VOTRE CONSIGNE —
Citez fidèlement le passage de la dissertation ci-dessous sur la passion et l'illusion qui va de « De Platon à » jusqu'à « un univers illusoire. » inclus.

Une passion sans illusion est-elle possible ?

Annale bac 1995, Série L - France métropolitaine

Dissertation entièrement rédigée.

Dernière mise à jour : 27/10/2021 • Proposé par: cyberpotache (élève)

On admet volontiers que, sous prétexte de "réalisme", l'homme ne doit pas se bercer d'illusions. Parmi les origines classiquement repérées à ces dernières, la passion figure généralement en bonne place, aux côtés de la perception ou de l'imagination. Mais la passion détermine-t-elle nécessairement l'illusion ? Ne peut-on au contraire concevoir une passion sans illusion ?

I. Aliénation et illusion

De Platon à Kant au moins, la passion est décrite en termes négatifs. Son étymologie suppose d'abord que l'individu la subit ; mais surtout elle entraîne des comportements paraissant indignes de l'humanité : c'est l'"hubris", la "maladie de l'âme". Démesure et pathologie seraient ses aboutissements. Dans un tel contexte, l'illusion accompagne la passion comme une de ses conséquences nécessaires : puisque le passionné pervertit l'usage de la raison, puisqu'il ne veut plus rien savoir d'une réalité qu'il interprète systématiquement en fonction de ses buts exclusifs, il est condamné à vivre dans un univers illusoire.

Sans doute certains auteurs (Descartes, Spinoza) admettent-ils qu'une analyse intellectuelle de la passion reste possible à celui qui en est la victime, et que cette analyse a une portée bénéfique : de la passion, on pourra annuler des effets malsains en la connaissant avec précision. Mais un tel travail n'implique-t-il pas une modification de l'état passionnel qui signifie en fait sa disparition pure et simple? Ainsi, la passion, aussi longtemps qu'elle règne sur l'esprit et les sens, paraît-elle bien entraîner la subjectivité vers l'illusion.

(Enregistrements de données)
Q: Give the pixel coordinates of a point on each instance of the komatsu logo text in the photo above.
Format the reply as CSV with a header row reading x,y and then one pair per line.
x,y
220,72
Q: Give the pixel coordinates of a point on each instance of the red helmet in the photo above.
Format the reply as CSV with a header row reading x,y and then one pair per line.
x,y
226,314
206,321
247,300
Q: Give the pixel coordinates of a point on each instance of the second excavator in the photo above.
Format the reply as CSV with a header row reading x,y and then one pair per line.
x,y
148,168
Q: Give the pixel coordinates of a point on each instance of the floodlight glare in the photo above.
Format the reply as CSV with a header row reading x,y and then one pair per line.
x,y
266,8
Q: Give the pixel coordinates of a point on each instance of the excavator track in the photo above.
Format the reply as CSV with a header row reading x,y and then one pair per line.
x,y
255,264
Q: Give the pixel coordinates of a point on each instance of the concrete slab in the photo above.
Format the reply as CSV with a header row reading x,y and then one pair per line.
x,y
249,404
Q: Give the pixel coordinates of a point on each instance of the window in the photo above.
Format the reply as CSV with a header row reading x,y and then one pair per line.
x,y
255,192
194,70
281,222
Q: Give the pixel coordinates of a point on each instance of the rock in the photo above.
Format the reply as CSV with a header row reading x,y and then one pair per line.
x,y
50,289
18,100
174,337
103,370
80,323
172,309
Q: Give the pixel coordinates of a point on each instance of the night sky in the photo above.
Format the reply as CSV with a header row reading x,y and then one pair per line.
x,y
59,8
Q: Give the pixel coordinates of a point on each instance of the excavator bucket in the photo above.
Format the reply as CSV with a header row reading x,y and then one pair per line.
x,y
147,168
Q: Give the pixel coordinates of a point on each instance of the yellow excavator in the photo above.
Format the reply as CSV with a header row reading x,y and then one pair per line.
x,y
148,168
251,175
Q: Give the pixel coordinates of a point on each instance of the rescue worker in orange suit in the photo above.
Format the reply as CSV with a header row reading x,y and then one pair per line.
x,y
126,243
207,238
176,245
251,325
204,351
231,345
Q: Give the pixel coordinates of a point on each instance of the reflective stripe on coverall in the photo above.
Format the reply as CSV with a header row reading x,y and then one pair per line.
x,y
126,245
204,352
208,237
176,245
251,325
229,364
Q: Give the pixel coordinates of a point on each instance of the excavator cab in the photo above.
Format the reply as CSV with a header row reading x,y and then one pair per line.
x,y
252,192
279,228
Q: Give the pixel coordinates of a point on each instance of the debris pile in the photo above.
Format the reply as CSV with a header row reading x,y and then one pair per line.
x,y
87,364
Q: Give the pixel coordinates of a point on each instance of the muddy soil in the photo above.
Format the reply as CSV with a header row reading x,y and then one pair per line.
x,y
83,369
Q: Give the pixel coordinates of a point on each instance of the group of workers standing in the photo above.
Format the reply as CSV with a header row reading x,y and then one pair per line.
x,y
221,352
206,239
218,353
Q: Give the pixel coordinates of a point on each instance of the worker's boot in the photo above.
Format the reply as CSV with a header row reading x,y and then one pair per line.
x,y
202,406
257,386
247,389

* * *

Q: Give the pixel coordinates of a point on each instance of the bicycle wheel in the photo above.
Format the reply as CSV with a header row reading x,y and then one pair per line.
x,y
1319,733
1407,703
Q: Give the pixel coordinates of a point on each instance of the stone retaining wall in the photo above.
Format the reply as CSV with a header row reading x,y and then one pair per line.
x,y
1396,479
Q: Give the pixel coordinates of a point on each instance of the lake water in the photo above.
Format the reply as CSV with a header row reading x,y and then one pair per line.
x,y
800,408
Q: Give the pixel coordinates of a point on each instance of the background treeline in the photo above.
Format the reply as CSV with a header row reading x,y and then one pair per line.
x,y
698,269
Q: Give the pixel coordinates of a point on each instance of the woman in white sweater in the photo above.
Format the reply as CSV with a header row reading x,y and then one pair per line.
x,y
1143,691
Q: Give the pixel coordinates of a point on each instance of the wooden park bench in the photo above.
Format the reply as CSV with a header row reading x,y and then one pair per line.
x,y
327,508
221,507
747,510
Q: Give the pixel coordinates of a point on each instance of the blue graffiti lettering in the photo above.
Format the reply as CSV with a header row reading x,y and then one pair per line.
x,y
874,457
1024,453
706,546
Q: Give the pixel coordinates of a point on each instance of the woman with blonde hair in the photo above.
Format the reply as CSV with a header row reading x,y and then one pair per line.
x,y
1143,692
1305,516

RÉSULTAT ATTENDU —
De Platon à Kant au moins, la passion est décrite en termes négatifs. Son étymologie suppose d'abord que l'individu la subit ; mais surtout elle entraîne des comportements paraissant indignes de l'humanité : c'est l'"hubris", la "maladie de l'âme". Démesure et pathologie seraient ses aboutissements. Dans un tel contexte, l'illusion accompagne la passion comme une de ses conséquences nécessaires : puisque le passionné pervertit l'usage de la raison, puisqu'il ne veut plus rien savoir d'une réalité qu'il interprète systématiquement en fonction de ses buts exclusifs, il est condamné à vivre dans un univers illusoire.